__What the task asks__
Only the lines below starting at the one containing "The output for" and ending at the one containing "positive clicks: (977, 218) (997, 213)" belong in the answer, each copied exactly.

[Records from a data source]
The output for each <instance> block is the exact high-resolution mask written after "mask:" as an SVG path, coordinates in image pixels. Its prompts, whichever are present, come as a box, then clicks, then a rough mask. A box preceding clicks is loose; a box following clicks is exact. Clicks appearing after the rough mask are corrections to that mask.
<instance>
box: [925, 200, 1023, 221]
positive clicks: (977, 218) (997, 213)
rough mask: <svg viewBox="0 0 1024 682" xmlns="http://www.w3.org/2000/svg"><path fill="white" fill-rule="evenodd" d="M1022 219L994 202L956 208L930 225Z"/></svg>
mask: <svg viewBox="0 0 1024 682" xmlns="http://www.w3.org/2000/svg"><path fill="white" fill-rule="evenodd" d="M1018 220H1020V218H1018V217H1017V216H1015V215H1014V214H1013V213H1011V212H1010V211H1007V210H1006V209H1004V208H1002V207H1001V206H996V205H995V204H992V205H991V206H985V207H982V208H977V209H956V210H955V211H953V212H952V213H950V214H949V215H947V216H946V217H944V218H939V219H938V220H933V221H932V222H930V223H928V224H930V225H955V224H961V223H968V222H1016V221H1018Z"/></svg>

* * *

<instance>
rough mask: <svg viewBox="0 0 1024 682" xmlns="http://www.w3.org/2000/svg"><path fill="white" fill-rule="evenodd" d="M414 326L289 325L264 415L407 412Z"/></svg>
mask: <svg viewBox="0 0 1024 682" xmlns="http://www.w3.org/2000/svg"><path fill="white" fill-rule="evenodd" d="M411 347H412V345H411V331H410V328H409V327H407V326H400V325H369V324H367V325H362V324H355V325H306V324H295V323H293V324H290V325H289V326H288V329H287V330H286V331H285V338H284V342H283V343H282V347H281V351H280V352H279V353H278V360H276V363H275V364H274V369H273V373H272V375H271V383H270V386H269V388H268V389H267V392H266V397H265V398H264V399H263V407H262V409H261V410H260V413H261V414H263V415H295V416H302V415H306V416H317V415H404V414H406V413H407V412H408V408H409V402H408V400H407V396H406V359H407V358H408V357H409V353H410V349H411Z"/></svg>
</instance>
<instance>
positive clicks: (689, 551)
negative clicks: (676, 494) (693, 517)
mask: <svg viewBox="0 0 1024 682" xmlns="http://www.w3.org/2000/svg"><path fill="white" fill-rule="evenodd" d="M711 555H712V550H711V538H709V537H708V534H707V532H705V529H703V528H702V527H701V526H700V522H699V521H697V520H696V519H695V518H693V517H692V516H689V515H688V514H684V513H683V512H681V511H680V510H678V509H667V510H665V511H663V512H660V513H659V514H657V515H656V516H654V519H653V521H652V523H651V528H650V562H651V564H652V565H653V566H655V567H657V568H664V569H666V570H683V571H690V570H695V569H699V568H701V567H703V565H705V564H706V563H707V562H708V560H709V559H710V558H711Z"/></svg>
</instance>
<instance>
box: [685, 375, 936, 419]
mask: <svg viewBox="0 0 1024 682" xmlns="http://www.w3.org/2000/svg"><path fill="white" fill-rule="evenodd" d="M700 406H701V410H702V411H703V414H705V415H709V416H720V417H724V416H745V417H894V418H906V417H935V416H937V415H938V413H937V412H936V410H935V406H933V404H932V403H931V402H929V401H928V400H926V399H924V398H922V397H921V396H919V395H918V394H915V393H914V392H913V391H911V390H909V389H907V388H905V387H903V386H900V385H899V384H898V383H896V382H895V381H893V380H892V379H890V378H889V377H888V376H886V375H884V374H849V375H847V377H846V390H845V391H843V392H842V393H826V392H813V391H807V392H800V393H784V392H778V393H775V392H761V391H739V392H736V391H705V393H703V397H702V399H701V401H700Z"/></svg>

__Solution for this task__
The output for each <instance> block is the exact high-resolution mask written after "mask:" as an SVG path, coordinates in image pixels. Its prompts, whichever are present, come as a box, then clicks, then a rough mask. A box preceding clicks is loose; a box following clicks is exact. Clicks appearing after the rough mask are corrections to that mask.
<instance>
box: [925, 200, 1023, 221]
positive clicks: (977, 218) (997, 213)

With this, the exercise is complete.